[ENTRIES SUPPLIED Boundary: Start]

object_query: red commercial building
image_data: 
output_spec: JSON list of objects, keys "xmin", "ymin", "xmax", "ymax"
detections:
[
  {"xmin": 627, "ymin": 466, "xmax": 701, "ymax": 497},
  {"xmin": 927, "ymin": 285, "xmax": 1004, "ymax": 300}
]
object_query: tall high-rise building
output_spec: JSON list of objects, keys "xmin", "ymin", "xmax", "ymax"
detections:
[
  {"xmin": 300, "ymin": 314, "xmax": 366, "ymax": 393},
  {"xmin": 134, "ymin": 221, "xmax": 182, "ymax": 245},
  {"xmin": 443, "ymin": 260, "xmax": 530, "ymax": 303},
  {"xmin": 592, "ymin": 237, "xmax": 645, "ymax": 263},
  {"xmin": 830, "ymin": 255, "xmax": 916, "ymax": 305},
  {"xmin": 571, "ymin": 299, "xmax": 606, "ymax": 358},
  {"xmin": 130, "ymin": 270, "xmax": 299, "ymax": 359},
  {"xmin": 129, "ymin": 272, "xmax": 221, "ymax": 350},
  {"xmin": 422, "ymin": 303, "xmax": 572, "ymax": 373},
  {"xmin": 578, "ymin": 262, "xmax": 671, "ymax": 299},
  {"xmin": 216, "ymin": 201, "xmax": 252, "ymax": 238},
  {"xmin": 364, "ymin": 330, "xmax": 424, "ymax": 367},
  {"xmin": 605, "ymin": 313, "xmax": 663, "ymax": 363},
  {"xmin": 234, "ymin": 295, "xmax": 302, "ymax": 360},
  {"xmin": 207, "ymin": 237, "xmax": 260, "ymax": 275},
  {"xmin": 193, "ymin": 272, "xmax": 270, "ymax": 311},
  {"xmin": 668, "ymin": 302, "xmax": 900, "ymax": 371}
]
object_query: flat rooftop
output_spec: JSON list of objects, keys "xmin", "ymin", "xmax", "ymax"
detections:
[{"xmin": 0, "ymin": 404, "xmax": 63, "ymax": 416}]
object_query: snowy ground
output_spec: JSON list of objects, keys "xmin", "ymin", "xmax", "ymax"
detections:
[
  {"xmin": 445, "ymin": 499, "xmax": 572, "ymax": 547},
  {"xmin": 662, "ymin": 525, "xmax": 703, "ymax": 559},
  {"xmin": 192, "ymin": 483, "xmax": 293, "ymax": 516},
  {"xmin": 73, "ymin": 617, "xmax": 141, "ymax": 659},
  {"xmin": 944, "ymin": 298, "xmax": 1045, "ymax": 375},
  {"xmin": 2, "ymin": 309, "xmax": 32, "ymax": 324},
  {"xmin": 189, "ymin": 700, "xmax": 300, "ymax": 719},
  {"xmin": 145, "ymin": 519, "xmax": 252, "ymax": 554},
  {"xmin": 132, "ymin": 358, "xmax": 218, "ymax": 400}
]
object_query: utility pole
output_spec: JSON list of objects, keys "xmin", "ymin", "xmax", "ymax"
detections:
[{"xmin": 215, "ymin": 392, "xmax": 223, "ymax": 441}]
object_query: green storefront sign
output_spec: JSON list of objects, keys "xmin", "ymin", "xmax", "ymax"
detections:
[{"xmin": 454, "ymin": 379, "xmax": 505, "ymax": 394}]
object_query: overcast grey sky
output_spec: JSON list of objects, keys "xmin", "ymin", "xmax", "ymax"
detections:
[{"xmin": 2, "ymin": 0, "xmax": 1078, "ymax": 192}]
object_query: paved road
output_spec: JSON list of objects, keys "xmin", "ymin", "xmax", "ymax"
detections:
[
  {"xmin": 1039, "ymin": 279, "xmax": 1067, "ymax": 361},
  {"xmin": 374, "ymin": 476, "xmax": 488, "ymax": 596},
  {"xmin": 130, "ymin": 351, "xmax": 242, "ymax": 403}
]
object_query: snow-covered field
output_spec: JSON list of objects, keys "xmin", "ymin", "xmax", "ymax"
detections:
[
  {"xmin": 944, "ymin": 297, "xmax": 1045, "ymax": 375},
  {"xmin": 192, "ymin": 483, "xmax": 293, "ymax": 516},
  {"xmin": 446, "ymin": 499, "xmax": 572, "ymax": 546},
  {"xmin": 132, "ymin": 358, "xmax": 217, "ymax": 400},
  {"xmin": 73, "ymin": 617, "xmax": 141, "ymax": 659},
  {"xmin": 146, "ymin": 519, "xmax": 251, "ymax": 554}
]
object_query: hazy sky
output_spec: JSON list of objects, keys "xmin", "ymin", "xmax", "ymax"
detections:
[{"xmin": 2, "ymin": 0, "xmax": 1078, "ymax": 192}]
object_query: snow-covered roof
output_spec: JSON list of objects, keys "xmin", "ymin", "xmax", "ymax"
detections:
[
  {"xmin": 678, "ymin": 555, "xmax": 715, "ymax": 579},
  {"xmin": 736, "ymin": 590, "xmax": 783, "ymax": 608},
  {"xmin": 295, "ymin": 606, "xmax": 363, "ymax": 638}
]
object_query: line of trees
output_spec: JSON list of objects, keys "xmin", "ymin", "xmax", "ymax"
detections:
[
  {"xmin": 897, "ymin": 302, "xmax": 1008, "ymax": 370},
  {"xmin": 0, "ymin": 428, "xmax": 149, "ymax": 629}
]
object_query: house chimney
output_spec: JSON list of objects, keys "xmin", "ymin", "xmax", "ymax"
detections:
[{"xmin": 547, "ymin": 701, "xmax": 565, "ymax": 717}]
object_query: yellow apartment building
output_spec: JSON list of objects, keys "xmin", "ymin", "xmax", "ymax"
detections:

[ENTRIES SUPPLIED Boundary: End]

▶ [YOUR GOAL] Each line in the records that carries "building" must be copied out.

▶ [EXERCISE RESULT]
object_query: red commercial building
object_query: tall high-rise building
object_query: yellow apartment building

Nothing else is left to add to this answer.